### TASK TO CARRY OUT
Below are records; count the lines among them that include the string "photo", and state only the number.

··· DATA SUPPLIED ···

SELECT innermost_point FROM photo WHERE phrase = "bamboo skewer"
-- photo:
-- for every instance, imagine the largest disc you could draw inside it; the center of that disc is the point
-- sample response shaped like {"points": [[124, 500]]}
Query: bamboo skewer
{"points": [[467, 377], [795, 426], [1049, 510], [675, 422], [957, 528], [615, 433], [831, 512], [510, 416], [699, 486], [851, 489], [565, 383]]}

···

### RESULT OF THE EXERCISE
2